§ **What this task involves**:
Scan the data below for the string "FROM". Show every line where it turns up.

(Given information Opens)

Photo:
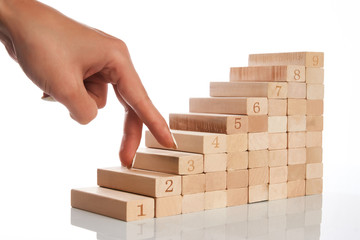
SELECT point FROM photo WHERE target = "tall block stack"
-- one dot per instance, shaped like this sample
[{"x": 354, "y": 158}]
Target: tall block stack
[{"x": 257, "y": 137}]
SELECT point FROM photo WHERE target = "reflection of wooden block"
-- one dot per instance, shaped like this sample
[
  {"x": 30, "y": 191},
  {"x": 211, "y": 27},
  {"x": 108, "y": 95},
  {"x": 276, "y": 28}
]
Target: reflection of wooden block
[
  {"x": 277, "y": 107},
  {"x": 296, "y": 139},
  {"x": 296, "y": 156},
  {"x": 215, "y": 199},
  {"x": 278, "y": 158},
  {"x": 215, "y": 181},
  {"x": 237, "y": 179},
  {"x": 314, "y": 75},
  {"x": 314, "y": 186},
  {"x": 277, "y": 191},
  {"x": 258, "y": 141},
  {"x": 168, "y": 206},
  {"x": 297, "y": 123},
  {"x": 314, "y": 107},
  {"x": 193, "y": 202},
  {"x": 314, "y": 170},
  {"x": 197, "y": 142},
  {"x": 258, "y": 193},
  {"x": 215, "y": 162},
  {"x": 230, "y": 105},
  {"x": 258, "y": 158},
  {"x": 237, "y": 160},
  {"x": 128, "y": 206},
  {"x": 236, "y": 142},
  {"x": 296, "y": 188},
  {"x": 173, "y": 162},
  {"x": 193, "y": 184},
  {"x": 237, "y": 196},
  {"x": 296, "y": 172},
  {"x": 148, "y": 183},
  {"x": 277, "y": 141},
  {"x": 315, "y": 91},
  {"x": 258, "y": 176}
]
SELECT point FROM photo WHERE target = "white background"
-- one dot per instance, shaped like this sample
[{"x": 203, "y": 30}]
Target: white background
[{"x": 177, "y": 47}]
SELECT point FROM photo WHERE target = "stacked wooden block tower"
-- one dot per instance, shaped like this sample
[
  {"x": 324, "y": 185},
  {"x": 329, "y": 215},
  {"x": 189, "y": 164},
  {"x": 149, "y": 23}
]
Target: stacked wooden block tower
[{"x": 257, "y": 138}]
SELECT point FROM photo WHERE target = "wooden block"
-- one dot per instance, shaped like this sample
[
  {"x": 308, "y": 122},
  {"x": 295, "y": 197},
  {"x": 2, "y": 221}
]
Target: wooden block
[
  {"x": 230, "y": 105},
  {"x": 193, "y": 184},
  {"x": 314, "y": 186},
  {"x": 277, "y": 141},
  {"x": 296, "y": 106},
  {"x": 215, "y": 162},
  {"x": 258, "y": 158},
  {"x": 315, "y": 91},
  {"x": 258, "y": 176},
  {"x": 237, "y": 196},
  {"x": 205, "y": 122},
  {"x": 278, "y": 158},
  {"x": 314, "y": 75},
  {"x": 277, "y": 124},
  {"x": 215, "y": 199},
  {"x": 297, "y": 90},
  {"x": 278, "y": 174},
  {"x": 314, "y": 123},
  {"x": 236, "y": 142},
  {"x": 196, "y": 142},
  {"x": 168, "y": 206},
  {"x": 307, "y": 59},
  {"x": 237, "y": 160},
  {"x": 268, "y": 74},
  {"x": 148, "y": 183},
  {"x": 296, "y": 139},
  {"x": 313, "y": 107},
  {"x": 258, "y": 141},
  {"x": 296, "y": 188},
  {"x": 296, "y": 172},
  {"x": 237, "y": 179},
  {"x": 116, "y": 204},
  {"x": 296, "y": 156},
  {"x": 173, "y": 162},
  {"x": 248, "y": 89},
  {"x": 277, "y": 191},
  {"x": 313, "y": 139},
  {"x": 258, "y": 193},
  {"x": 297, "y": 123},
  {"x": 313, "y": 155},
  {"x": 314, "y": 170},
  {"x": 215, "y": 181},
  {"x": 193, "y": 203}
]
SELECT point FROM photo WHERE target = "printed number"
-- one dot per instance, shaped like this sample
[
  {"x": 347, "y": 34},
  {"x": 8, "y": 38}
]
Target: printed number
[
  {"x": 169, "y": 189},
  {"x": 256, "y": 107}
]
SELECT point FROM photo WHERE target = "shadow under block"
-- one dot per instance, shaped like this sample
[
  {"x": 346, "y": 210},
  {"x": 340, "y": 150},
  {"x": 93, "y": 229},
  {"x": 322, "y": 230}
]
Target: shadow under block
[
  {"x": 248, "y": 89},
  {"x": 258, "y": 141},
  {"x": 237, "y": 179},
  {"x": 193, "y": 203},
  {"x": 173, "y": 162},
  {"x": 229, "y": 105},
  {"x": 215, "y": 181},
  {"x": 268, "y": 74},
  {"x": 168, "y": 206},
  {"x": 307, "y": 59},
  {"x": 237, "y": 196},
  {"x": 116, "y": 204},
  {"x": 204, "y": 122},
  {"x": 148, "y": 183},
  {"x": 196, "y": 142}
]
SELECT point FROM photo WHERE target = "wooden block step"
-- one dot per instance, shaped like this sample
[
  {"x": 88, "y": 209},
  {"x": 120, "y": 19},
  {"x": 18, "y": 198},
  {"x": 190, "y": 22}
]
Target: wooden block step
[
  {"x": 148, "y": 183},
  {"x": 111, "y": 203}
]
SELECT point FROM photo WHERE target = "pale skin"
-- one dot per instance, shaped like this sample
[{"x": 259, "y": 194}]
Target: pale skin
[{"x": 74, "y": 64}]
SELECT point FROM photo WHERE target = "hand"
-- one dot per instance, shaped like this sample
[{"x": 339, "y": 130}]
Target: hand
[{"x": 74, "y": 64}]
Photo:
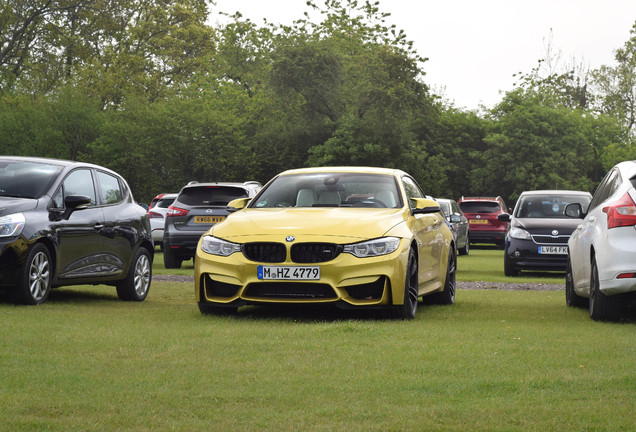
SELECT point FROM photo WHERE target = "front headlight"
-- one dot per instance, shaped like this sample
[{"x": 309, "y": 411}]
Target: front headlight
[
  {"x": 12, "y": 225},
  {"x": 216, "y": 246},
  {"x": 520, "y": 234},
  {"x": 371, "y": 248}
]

(Given information Closes)

§ **Solution to this problem**:
SELECT point FROM photo WHERE target = "tall block stack"
SELECT point FROM photo WHERE target = "reflection of wooden block"
SELECT point FROM photo WHERE target = "white background"
SELECT point FROM photo WHERE target = "stacked wooden block tower"
SELECT point FROM photo WHERE target = "wooden block"
SELECT point FROM photo WHERE target = "printed number"
SELECT point FROM photo WHERE target = "shadow under block"
SELECT point FROM photo WHERE target = "wooden block step"
SELECT point FROM photo WHERE target = "pale skin"
SELECT point FROM photo WHERE target = "hand"
SELECT point FROM photo WHERE target = "front headlight"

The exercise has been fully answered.